> **RECORD SET**
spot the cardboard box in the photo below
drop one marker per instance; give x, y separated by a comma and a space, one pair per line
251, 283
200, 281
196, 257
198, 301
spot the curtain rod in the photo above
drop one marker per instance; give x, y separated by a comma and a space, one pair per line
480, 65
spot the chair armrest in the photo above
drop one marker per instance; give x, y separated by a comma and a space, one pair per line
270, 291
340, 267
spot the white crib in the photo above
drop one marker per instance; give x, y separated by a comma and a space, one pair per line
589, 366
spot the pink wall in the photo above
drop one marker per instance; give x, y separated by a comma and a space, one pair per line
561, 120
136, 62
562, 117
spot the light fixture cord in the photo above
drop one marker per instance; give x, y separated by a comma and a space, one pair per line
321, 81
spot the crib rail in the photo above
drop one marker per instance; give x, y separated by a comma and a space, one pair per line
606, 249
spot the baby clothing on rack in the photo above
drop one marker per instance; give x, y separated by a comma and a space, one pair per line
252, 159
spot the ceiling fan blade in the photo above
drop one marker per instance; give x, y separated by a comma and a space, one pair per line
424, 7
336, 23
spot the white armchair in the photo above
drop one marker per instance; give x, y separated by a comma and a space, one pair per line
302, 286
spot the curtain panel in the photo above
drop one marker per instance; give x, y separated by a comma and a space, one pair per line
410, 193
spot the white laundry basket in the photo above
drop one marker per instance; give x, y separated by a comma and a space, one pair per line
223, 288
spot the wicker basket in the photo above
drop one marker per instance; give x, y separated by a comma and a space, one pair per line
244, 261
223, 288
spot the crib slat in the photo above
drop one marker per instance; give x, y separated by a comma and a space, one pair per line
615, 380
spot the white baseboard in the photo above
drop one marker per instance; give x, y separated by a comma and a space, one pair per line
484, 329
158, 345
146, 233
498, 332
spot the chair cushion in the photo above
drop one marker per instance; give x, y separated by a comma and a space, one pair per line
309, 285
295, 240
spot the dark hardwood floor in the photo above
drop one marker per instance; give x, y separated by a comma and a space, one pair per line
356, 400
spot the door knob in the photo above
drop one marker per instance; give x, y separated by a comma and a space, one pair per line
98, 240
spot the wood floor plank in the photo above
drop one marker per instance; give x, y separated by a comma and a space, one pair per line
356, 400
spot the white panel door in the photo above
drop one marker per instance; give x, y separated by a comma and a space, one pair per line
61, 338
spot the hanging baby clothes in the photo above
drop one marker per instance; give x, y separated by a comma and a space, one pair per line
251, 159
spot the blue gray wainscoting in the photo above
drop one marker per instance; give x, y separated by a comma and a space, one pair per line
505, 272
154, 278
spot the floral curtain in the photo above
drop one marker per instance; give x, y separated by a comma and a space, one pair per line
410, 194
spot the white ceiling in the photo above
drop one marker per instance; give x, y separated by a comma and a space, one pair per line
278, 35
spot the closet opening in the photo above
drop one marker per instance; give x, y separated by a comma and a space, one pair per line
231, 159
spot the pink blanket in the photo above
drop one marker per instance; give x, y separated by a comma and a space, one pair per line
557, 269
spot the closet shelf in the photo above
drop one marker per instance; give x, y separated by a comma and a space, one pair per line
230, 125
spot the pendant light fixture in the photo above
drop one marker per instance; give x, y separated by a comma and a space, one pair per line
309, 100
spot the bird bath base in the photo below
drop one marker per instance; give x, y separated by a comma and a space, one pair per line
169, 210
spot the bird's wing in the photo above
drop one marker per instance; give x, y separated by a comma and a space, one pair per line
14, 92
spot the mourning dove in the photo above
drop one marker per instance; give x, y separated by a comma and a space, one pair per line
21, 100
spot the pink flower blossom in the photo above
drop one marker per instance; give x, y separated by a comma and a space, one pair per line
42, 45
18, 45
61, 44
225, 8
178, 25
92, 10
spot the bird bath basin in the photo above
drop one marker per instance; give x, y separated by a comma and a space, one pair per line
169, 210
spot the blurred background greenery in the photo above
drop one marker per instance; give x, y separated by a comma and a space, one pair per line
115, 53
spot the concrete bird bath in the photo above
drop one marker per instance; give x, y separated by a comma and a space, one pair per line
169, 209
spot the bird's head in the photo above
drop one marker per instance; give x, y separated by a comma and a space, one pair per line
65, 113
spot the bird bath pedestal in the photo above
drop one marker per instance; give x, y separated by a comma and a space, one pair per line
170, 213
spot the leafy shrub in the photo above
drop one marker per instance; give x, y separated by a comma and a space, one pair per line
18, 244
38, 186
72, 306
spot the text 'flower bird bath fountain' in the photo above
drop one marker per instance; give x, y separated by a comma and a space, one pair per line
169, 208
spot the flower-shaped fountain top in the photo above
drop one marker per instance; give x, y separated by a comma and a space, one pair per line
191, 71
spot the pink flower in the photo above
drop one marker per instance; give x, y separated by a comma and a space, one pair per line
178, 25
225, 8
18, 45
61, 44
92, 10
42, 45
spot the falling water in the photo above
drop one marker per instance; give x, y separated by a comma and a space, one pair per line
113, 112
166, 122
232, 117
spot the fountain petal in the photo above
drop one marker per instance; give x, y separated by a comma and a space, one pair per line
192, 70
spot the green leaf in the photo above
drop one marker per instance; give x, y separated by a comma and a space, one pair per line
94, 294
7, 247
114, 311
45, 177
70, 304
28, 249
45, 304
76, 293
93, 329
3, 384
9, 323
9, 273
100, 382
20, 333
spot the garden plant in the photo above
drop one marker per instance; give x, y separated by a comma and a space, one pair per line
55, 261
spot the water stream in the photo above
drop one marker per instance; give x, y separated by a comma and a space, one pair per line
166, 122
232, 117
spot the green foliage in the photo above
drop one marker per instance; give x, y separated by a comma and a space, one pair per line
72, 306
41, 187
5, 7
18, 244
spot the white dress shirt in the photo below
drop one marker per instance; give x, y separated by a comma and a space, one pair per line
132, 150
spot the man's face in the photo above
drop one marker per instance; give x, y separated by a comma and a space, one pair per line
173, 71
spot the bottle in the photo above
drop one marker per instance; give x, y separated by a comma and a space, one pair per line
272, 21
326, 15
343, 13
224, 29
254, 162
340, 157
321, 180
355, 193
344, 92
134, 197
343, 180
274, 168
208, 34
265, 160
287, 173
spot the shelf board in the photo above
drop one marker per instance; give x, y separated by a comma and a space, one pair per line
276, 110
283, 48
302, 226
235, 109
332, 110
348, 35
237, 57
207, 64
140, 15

> **GIVEN EXERCISE**
Reproduce all of the records above word for word, changing nothing.

> **RESULT OF THE EXERCISE**
spot the cardboard box in the photo below
drop one marker per instance; give x, y separated by a comma and a space, one pair per line
251, 283
200, 281
196, 257
198, 301
spot the curtain rod in the photo above
drop one marker per instance; give x, y separated by a comma and a space, one pair per line
480, 65
spot the chair armrest in the photo above
drop one marker per instance; give x, y separated by a comma and a space, one pair per line
270, 291
340, 267
spot the white crib in the photo above
drop one marker per instance; give x, y separated by a comma and a space, one pair per line
589, 366
spot the pink wall in the photo above
drop one marker per instance; give x, y separated by a comma and a space, one pair per line
561, 120
136, 62
562, 117
spot the light fixture cord in the photo above
drop one marker per instance; give x, y separated by a comma and a space, one pair per line
321, 81
spot the crib rail in the photo above
drop one marker per instance; give x, y separated by a comma and a space, one pair per line
606, 249
spot the baby clothing on rack in the photo above
drop one marker per instance; give x, y separated by a comma and a space, one pair per line
252, 159
spot the ceiling fan blade in the photo above
drop one marker per instance; give x, y separated by a comma and a space, one pair per line
424, 7
336, 23
spot the white armchair in the photo above
drop one marker per instance; give x, y separated by a comma and a space, one pair per line
302, 286
spot the curtain panel in the photo above
drop one marker per instance; give x, y separated by a comma and a space, one pair per line
410, 193
spot the white laundry basket in the photo above
drop one marker per instance; give x, y separated by a comma and a space, one pair per line
223, 288
spot the wicker basket in the photo above
drop one marker per instance; give x, y separated by a comma and a space, one pair per line
244, 261
223, 288
spot the crib slat in the photo above
drop one marker per instance; give x, y separated by a comma and a space, one pair per line
615, 380
spot the white baseboard in the photo above
drop one marker per instance; give x, y separated by a comma and a space, one pair per line
484, 329
158, 345
146, 233
498, 332
spot the chair cushion in the photo above
drop one marker per instance; give x, y separated by a comma and a space, one pair per line
309, 285
295, 240
spot the dark hardwood floor in the photo above
drop one marker per instance; give x, y separated by a comma and a space, one pair per line
356, 400
spot the door knob in the photo above
drop one marker per instance; give x, y separated by a comma and a space, one pair per line
98, 240
spot the wood floor plank in the photo above
drop one marker per instance; give x, y separated by a comma and a space, one pair per line
356, 400
spot the white panel door in the photo above
drop one marker per instance; give x, y separated by a comma and a space, one pair per line
61, 338
spot the hanging baby clothes in the photo above
drop one marker per instance; give x, y separated by a comma and a space, one pair per line
251, 159
spot the blue gray wainscoting in the photo above
drop one marker per instance; give x, y separated by a comma and a space, one pair per line
505, 272
154, 278
spot the floral curtain in the photo above
drop one marker per instance; give x, y separated by a comma and a space, one pair per line
410, 194
spot the white ceiling in the photo above
drop one marker per instance; give x, y separated by a comma and a space, one pair per line
278, 35
spot the closet opening in the photo above
drop one marker per instance; give x, y separated by a comma and a space, one pair per line
231, 159
spot the pink blanket in the photo above
drop one marker per instance; give x, y separated by a comma and a space, one pair per line
557, 269
spot the closet shelf in the photo above
drop one marker per instance; give x, y separated by a comma and a space, one pair per line
230, 125
spot the pendant light fixture in the photo above
drop one marker per instance; give x, y separated by a comma and a space, one pair per line
309, 100
spot the bird bath base in the photo below
drop one marker per instance; give x, y separated by a comma and a space, one pair per line
169, 210
spot the bird's wing in the photo above
drop one marker per instance; give x, y separated by a comma and a space, one pair per line
14, 92
spot the mourning dove in the photo above
drop one marker per instance; give x, y separated by a comma and a space, one pair per line
21, 100
spot the pink flower blossom in the photo above
drop one marker per instance; give x, y separated by a comma and a space, one pair per line
42, 45
18, 45
61, 44
225, 8
178, 25
92, 10
spot the bird bath basin in the photo above
drop one marker per instance; give x, y separated by a comma and a space, one pair per line
169, 210
spot the blurred background greenery in the photo above
drop one marker per instance; give x, y separated by a comma and a space, one pair per line
115, 53
spot the concrete bird bath in the photo above
drop one marker per instance; give x, y separated by a comma and a space, one pair per line
169, 209
spot the bird's head in the photo above
drop one marker per instance; give x, y separated by a comma and a space, one pair per line
65, 113
spot the bird bath pedestal in the photo above
drop one marker per instance; give x, y separated by a comma and a space, one pair per line
170, 213
spot the leafy shrub in the photo above
drop one marker per instance; give x, y separated by a comma and a space, one pair per line
18, 244
38, 186
72, 306
spot the text 'flower bird bath fountain' in the photo above
drop one marker per instance; give x, y separated by a comma and a space, one pair per line
169, 208
spot the flower-shaped fountain top in the photo above
drop one marker per instance; give x, y separated by a comma and a space, one pair per line
191, 71
spot the pink flower in the photo above
drop one marker per instance; give x, y separated by a comma and a space, one pair per line
178, 25
225, 8
18, 45
61, 44
92, 10
42, 45
spot the falling water in the photo above
drop one marker per instance; give x, y separated by a comma and a space, one pair per line
113, 112
166, 122
232, 117
spot the fountain petal in the photo above
drop one marker per instance; give x, y separated by a comma and a space, one pair per line
192, 70
spot the green leaf in the photo above
drop one marker per instance; give x, y separated by a comma and a space, one pair per line
94, 294
7, 247
114, 311
45, 177
70, 304
28, 249
45, 304
76, 293
93, 329
3, 384
9, 323
9, 273
100, 382
20, 333
spot the garden plant in the photo above
drop one marker per instance; give x, y separated by a comma and a space, one pair per line
55, 261
spot the water stream in the photo above
drop one marker per instance; give x, y separated by a comma and a space, one pair per line
166, 122
232, 117
spot the green foliage in the photo above
drop one marker per instance; give x, y separated by a comma and a space, one pair per line
72, 306
41, 187
5, 7
18, 244
spot the white dress shirt in the photo below
drop one marker per instance; give x, y separated by a comma and a space, one pair per line
132, 150
spot the man's face in the photo above
drop one marker per instance; give x, y separated by a comma and a space, one pair per line
173, 71
spot the bottle in the photo above
drop one marker per instance; give x, y separated by a comma and a space, one pair per line
272, 21
326, 15
343, 13
224, 29
254, 162
340, 157
321, 180
355, 193
344, 92
134, 197
343, 180
274, 168
208, 34
265, 160
287, 173
spot the shelf board in the photo above
drop one marker per instance; give x, y separated by a comma and a space, one pair per line
276, 110
283, 48
302, 226
235, 109
332, 110
348, 35
237, 57
207, 64
140, 15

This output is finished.